» Information supplied:
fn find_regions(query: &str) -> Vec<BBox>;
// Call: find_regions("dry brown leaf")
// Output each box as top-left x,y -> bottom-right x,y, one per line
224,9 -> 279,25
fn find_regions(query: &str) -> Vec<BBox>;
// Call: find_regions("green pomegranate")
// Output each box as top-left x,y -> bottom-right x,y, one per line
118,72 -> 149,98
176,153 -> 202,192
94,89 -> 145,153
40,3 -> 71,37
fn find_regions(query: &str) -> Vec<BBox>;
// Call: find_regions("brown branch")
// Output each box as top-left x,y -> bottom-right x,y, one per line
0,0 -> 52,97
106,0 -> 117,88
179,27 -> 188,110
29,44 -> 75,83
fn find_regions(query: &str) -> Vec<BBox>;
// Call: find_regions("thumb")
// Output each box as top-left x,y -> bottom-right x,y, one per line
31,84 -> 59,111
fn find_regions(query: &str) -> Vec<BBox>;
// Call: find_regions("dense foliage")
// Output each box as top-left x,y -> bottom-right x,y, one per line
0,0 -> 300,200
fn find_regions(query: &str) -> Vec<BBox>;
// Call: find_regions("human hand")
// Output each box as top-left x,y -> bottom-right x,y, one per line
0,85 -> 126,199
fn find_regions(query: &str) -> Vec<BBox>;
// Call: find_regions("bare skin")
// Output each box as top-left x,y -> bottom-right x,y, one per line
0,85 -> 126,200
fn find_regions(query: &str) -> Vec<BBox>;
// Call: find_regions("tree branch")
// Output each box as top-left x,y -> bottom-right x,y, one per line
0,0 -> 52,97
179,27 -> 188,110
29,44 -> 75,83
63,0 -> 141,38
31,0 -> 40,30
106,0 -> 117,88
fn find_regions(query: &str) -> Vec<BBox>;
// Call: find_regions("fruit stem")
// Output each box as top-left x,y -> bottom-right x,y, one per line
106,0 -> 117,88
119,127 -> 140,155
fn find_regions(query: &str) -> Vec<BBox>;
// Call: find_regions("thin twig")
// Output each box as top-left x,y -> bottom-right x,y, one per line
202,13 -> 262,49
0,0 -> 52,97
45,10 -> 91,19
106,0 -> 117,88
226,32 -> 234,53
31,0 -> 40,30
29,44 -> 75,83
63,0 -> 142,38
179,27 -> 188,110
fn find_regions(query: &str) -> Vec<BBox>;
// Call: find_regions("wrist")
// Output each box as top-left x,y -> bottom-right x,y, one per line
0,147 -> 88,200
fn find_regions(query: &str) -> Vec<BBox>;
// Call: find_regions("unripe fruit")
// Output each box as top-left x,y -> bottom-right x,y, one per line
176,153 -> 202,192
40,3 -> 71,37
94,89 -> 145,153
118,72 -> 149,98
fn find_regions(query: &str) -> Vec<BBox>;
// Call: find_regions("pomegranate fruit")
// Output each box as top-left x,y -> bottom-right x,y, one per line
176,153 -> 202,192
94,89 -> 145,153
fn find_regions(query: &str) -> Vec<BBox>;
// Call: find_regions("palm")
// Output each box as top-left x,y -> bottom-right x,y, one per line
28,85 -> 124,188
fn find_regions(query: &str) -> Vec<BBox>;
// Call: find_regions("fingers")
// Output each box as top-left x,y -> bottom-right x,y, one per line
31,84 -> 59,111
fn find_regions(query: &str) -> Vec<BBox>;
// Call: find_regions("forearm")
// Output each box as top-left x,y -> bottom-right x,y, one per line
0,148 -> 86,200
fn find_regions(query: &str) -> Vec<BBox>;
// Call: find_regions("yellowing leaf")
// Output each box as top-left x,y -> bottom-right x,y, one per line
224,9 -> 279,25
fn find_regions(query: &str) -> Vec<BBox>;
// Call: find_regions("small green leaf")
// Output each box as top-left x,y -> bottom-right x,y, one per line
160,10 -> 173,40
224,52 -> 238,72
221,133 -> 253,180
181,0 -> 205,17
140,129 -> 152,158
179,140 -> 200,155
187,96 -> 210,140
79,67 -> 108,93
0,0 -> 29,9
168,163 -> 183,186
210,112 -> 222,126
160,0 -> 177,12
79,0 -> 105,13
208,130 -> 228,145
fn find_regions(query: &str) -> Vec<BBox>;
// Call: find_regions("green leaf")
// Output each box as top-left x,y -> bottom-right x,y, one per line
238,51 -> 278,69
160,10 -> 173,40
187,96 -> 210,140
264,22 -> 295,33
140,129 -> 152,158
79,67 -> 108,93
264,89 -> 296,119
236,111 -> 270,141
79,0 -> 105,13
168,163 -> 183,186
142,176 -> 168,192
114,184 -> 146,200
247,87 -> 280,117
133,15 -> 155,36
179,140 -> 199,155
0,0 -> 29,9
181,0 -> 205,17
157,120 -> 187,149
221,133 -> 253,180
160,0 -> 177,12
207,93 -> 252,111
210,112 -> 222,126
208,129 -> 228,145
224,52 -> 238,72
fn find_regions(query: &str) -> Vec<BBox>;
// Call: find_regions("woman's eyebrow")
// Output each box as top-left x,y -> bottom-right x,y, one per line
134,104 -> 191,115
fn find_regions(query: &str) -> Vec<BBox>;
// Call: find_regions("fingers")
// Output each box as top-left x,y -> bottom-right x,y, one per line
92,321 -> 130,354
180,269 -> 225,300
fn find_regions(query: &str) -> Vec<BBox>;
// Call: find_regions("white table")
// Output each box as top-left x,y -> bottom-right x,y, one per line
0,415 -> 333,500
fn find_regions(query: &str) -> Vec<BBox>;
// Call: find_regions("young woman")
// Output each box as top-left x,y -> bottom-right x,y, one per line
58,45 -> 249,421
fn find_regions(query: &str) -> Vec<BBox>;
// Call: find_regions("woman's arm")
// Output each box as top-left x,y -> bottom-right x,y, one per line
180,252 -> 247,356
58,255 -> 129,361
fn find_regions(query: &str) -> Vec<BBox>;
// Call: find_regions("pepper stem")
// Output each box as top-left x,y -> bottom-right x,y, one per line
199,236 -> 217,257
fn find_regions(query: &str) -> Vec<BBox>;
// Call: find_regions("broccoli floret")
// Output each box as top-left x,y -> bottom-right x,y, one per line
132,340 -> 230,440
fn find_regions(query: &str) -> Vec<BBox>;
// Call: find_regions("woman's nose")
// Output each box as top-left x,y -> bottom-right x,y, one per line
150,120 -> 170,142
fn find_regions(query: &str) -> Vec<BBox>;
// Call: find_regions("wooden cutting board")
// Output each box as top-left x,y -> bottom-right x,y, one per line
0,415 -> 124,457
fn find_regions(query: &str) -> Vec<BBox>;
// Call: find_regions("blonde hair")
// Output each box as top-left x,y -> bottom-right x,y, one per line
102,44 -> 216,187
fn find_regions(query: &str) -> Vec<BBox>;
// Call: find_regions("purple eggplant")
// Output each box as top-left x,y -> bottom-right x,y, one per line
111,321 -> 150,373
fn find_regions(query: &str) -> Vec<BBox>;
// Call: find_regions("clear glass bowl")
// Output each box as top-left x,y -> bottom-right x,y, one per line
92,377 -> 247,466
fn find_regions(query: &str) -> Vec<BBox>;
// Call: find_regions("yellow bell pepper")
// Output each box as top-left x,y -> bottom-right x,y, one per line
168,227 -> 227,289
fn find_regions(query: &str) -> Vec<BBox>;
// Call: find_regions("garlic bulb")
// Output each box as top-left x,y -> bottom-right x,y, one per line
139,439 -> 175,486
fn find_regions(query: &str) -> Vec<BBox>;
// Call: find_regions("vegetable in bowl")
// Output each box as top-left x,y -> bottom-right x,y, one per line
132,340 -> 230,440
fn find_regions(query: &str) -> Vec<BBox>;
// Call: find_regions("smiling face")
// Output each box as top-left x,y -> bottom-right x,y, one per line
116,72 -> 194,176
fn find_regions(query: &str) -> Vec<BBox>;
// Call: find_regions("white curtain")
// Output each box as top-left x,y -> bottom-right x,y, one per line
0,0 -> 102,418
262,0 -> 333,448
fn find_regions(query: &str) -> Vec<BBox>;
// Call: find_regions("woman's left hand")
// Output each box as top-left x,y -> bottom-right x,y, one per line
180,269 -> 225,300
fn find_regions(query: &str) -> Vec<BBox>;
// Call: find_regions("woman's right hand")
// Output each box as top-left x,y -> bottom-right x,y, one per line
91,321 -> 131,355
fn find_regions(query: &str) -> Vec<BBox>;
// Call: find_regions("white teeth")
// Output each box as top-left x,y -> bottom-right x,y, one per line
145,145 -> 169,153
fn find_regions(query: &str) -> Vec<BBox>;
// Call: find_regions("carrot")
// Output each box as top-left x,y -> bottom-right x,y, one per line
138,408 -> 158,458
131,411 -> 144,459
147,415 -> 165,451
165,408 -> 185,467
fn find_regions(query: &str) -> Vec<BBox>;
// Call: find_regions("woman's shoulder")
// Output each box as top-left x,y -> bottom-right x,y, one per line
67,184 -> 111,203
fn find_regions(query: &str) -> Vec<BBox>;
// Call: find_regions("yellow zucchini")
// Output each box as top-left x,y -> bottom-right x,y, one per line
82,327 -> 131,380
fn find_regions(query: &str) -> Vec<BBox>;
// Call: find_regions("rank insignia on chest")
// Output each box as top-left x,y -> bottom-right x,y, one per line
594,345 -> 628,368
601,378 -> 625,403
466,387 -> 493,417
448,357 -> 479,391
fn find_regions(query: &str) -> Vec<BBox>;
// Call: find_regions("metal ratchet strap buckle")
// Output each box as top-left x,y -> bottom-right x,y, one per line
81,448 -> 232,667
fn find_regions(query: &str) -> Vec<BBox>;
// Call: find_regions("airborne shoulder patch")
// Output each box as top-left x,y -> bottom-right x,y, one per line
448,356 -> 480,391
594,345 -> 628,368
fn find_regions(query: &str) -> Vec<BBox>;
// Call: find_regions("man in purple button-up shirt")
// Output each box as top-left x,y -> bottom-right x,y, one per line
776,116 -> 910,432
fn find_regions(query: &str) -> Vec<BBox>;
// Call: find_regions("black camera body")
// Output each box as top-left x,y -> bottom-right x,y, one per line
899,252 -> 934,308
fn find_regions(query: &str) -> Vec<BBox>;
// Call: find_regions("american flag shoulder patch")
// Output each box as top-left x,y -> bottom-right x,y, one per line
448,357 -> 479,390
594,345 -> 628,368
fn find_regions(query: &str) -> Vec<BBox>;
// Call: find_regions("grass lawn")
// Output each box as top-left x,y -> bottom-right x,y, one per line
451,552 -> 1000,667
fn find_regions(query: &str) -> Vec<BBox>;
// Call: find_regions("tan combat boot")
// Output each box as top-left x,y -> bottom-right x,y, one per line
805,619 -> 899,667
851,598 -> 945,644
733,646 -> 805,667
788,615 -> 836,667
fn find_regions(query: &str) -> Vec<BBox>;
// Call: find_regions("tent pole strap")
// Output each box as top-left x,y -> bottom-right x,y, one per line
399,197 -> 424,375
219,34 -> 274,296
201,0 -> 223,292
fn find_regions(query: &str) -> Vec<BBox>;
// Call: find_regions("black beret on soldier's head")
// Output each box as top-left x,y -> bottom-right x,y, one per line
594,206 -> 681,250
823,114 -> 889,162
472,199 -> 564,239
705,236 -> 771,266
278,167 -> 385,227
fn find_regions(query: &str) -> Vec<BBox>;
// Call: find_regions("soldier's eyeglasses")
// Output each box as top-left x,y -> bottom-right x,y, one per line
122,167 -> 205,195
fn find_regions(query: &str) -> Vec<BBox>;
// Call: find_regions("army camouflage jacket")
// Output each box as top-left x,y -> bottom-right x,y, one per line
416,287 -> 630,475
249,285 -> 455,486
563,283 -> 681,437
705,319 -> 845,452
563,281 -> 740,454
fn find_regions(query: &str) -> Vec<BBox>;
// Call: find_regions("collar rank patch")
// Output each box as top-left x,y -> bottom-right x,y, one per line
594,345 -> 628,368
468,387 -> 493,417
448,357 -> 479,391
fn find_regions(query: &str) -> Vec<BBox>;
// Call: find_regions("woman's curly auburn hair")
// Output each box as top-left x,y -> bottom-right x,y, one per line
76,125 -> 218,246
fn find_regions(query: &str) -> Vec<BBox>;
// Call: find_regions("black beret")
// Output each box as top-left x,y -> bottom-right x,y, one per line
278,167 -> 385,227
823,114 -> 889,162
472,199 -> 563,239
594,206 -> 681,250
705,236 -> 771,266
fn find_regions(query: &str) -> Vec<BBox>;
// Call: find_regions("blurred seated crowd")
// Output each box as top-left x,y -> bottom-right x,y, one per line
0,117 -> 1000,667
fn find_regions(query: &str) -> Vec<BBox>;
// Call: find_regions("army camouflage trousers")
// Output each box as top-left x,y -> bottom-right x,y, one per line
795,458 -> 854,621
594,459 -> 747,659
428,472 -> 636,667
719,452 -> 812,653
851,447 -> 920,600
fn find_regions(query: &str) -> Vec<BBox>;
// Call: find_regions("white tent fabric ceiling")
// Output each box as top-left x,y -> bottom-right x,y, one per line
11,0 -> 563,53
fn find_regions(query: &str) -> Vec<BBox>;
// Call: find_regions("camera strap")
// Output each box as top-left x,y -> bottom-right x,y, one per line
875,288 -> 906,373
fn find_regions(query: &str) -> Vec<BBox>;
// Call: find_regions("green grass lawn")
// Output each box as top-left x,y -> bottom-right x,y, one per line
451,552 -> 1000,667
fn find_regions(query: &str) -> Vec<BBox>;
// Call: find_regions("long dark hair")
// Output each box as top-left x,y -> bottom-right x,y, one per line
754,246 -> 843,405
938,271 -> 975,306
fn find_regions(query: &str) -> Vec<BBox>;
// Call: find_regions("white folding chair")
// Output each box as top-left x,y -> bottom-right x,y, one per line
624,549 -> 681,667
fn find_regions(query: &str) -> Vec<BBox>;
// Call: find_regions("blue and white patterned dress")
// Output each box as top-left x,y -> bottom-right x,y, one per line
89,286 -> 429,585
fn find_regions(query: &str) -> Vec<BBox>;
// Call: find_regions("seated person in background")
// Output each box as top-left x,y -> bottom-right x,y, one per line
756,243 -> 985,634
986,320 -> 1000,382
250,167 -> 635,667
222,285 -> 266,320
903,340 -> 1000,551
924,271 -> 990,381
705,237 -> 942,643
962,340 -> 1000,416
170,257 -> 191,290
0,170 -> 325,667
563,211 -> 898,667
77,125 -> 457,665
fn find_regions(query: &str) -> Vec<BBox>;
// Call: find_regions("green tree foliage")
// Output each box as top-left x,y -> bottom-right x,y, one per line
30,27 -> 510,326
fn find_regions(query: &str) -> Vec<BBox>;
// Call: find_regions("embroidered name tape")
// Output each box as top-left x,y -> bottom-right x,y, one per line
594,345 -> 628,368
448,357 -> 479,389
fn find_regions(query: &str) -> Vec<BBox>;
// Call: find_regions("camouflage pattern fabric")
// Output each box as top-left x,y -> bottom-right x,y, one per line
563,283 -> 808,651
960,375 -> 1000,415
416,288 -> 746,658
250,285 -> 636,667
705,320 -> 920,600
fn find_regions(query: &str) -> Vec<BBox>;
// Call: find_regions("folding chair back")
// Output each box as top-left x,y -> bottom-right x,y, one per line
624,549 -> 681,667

» Aim of the task: Extract every line of the records that contains the word "folding", matching case exactly.

» Task solution:
// Call: find_regions("white folding chair")
// Call: find_regions("folding chair back")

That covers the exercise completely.